**Text shown**.
Huge expectations fulfilled

Pauline McLean | 20:17 UK time, Wednesday, 27 January 2010

The man from the Times describes it in football terms.

A concert of two halves, he says of last night's much anticipated performance by The Chieftains and Friends at Celtic Connections.

Just as well for me, because arriving 15 minutes late for the prompt 7.30pm start, and too polite to ask 20 people to stand up and let me in, I watched most of the first half on a monitor in the foyer (the auditorium so packed there's not even a latecomer's seat on the end of the row to spare.)

So the first half - with its apparently messy sound and slow build up was lost on me.

Instead, I got the roller coaster second half.

Ensemble piece

Just over an hour of music, singing, piping, dancing and storytelling which featured not just The Chieftains but American legend Ry Cooder, Mexican band Los Cenzontles, Galician piper Carlos Nunez, singers, stepdancers and just when you think they can't fit anyone else on stage - the whole Scottish Power Pipe Band.

Those who came to see an individual performer - Ry Cooder in particular - might have been disappointed because this is an ensemble piece, part musical history lesson, part talent show and no-one gets more than a few minutes in the spotlight.

The songs - for the most part - are from The Chieftains' latest project, a collection of songs about the San Patricio, a downtrodden group of Irish immigrants who deserted the US army in 1846 to fight with the Mexicans.

The ballads are particularly poignant but there are upbeat dance numbers too with the stage suddenly filled with the swirling skirts and multicoloured hats of the Mexican dancers alongside the truly breathtaking Canadian stepdancers.

Huge expectations

At 9.30pm Chieftains frontman Paddy Maloney announces that we're reaching the end of the evening - which seems disappointingly soon especially for those of us who rolled up late.

But the final number which reintroduces every performer - including the pipe band - does in fact last for the best part of 20 minutes.

Then there's an encore of Good Night Irene - where once again everyone gets to join in (including the audience) and the night draws to a close with everyone on their feet, clapping along to a Celtic wedding song as the dancers lead members of the audience round the hall, in an impromptu conga.

Huge expectations - but they delivered all they promised in spades.

Burns' widow writes

Pauline McLean | 19:17 UK time, Monday, 25 January 2010

American academic Nancy Groce knows the exact moment she became determined to donate to the National Libraries of Scotland.

"I phoned a Burns archive and the archivist was adamant that Jean Armour couldn't have written it because she was probably illiterate.

"She wasn't illiterate. She was a mother, too busy to write. So I made up my mind that if the letter was genuine, I'd donate it to a public collection."

And true to her word, Dr Groce arrived in Scotland this week to hand over the letter - aptly enough, on Burns Night.

There are only two known letters by Jean Armour - and until today, the National Library of Scotland only had a copy of this one.

**Objective**. Please write out the stretch of the blog text from "So the first" through "in the spotlight.", word for word. The records come from a separate source.

**Information shown**.
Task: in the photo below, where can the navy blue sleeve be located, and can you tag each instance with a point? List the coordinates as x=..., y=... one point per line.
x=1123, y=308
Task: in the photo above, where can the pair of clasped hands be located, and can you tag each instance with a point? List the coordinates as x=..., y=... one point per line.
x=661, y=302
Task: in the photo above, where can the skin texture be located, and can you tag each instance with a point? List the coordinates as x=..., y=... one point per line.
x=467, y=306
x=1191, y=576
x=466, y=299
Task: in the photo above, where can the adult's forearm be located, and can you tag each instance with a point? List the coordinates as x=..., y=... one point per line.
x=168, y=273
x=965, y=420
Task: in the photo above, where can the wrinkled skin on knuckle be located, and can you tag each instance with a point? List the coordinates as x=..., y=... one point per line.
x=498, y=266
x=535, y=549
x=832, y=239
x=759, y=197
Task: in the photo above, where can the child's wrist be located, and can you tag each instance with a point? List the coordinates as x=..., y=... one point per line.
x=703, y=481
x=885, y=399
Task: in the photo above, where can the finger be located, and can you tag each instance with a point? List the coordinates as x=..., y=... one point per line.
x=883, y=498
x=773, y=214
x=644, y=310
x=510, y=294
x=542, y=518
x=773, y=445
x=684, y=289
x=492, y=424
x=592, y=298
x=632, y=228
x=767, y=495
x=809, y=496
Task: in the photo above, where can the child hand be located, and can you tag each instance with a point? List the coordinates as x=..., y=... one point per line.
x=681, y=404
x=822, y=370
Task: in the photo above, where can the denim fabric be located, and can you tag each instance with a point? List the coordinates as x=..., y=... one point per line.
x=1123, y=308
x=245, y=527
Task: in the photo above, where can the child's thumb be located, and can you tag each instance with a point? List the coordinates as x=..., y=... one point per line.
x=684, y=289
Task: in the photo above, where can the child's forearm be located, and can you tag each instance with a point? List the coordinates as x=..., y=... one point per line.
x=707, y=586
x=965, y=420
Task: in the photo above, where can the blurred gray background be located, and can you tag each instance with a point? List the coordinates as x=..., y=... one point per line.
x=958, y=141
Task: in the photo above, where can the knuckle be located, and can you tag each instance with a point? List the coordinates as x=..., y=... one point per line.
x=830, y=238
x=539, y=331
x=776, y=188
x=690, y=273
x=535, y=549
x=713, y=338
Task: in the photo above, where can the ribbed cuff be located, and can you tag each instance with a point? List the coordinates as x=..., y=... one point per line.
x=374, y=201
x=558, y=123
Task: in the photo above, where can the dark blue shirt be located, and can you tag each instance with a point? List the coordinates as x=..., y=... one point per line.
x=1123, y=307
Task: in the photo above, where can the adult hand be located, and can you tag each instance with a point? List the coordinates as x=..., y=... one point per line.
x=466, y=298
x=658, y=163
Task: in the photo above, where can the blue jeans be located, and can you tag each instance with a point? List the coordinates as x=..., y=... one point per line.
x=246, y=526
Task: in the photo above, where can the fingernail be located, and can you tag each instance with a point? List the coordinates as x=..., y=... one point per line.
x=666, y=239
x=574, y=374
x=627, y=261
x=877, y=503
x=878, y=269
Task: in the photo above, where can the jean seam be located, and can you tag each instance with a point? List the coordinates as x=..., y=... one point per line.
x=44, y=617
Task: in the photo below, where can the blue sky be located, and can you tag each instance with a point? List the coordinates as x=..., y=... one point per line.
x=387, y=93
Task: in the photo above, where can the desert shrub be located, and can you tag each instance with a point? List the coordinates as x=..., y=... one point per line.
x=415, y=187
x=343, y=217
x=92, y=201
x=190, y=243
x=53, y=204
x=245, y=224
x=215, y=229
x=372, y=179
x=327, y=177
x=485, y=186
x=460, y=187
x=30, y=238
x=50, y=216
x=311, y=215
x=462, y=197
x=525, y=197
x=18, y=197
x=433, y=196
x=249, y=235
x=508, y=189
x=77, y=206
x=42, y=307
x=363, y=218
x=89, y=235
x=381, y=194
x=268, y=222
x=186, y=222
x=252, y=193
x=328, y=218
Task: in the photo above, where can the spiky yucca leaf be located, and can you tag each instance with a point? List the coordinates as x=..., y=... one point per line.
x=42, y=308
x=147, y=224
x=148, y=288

**Exercise result**.
So the first half - with its apparently messy sound and slow build up was lost on me.

Instead, I got the roller coaster second half.

Ensemble piece

Just over an hour of music, singing, piping, dancing and storytelling which featured not just The Chieftains but American legend Ry Cooder, Mexican band Los Cenzontles, Galician piper Carlos Nunez, singers, stepdancers and just when you think they can't fit anyone else on stage - the whole Scottish Power Pipe Band.

Those who came to see an individual performer - Ry Cooder in particular - might have been disappointed because this is an ensemble piece, part musical history lesson, part talent show and no-one gets more than a few minutes in the spotlight.